文档 ▸
---
所以我们只需要统计任意两个串的最长的lcp然后维护个后缀和就行辣

不懂得看代码吧

#include <stdio.h>
#include <string.h>
#include <iostream>
#include <algorithm>
using namespace std;
typedef long long LL;
const LL inf = 2e18;
const int N = 600000 +5;
const int M = N << 1;
inline int read() {
    int x=0,f=1;char ch = getchar();
    while(ch < '0' || ch > '9') {if(ch == '-')f=-1;ch = getchar();}
    while(ch >='0' && ch <='9') {x=(x<<1)+(x<<3)+ch-'0';ch = getchar();}
    return x*f;
}

int son[N][26],depth[N], fa[N];
LL mn[N], mx[N];
int p, np, q, nq, cnt, last, size[N], root;
bool in[N];
int mp[N], a[N];

inline int newnode(int _depth){
    depth[++cnt] = _depth;
    return cnt;
}

inline void insert(int x,int node) {
    p = last, np = newnode(depth[p]+1);
    last = np; in[np] = 1; mp[np] = node;
    while(p && !son[p][x]) {
        son[p][x] = np;
        p = fa[p];
    }
    if(!p) fa[np] = root;
    else {
        q = son[p][x];
        if(depth[q] == depth[p]+1) fa[np] = q;
        else {
            int nq = newnode(depth[p]+1);
            memcpy(son[nq],son[q],sizeof son[q]);
            fa[nq] = fa[q]; fa[q] = fa[np] = nq;
            while(p && son[p][x] == q) {
                son[p][x] = nq;
                p = fa[p];
            }
        }
    }
}

int head[N];
LL ans[N], ans1[N];

struct graph {
    int next, to;
    graph () {}
    graph (int _next,int _to)
---
数据集记录:
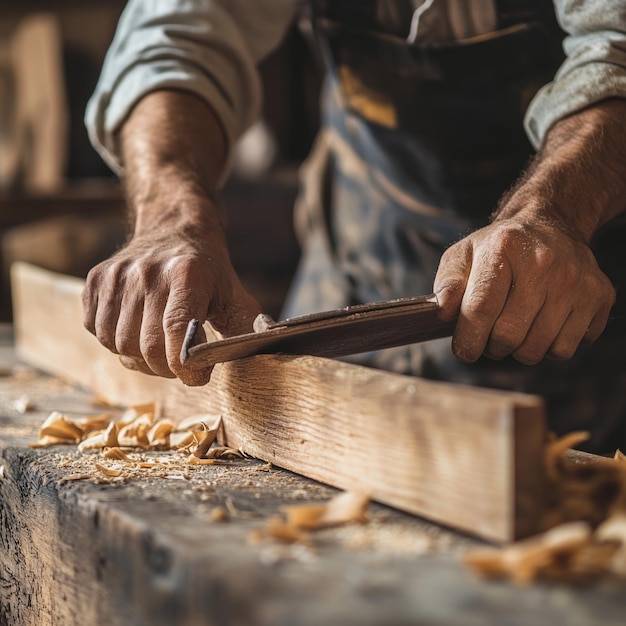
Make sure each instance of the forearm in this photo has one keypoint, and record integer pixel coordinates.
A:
(577, 182)
(176, 265)
(173, 149)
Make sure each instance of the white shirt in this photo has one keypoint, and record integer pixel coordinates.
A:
(212, 48)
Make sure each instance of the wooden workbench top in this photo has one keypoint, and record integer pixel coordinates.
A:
(150, 551)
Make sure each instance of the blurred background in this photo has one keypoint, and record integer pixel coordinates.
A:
(60, 206)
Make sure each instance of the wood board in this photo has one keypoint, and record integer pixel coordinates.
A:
(464, 457)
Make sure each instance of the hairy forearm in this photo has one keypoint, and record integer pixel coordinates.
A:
(173, 150)
(578, 180)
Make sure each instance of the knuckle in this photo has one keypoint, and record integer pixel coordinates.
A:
(562, 351)
(479, 306)
(506, 338)
(529, 355)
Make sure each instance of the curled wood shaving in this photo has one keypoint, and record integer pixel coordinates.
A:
(136, 411)
(107, 438)
(108, 471)
(204, 421)
(183, 439)
(342, 509)
(23, 404)
(94, 422)
(208, 439)
(135, 433)
(584, 527)
(61, 427)
(276, 528)
(223, 452)
(116, 454)
(194, 460)
(159, 434)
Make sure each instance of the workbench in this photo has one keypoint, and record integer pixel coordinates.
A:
(153, 551)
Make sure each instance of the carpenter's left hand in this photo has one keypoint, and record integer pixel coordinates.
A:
(524, 289)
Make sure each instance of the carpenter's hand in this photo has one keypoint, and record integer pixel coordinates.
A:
(139, 302)
(527, 290)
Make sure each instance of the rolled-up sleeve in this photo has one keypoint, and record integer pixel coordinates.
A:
(208, 47)
(595, 66)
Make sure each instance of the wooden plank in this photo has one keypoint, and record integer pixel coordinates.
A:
(465, 457)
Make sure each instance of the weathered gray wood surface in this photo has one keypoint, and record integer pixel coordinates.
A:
(146, 552)
(469, 458)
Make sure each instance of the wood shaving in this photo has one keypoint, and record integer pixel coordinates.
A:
(219, 514)
(584, 536)
(137, 430)
(23, 404)
(59, 426)
(108, 471)
(116, 454)
(208, 438)
(342, 509)
(223, 452)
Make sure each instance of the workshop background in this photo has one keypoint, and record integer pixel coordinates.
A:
(61, 207)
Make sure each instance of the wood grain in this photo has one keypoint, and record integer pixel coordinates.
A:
(465, 457)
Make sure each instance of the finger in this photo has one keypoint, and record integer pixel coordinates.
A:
(597, 325)
(152, 337)
(512, 327)
(90, 306)
(487, 289)
(545, 328)
(581, 326)
(451, 279)
(237, 318)
(135, 364)
(182, 306)
(128, 329)
(107, 314)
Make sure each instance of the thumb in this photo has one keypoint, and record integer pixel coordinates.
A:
(451, 279)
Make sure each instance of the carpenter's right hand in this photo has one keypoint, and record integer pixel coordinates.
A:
(138, 303)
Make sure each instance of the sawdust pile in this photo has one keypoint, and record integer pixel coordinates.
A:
(584, 536)
(122, 440)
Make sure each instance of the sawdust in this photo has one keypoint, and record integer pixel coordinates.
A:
(584, 528)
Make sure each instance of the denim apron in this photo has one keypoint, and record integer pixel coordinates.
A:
(417, 144)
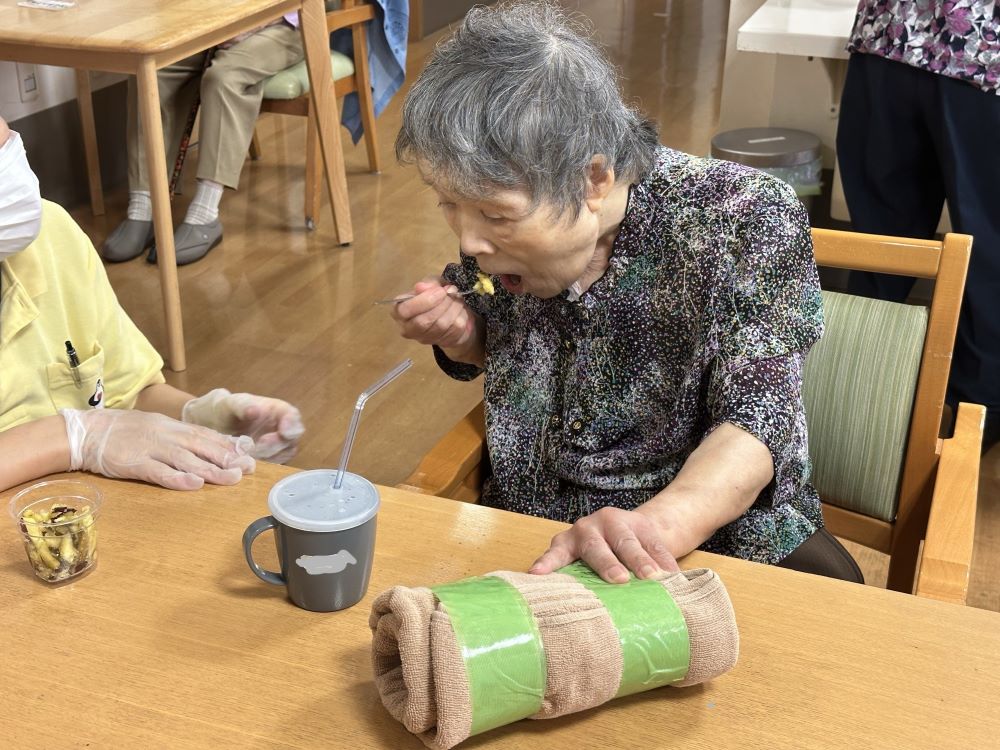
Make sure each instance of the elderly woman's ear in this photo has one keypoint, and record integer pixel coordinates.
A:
(600, 180)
---
练习任务 ▸
a - 文档的代码中，常量 N 被设为多少？
b - 数一数记录里有多少行含有字符串“wooden”，只写出这个数字。
这些记录与文档内容毫无关联。

参考答案 ▸
a - 600000 + 5

b - 2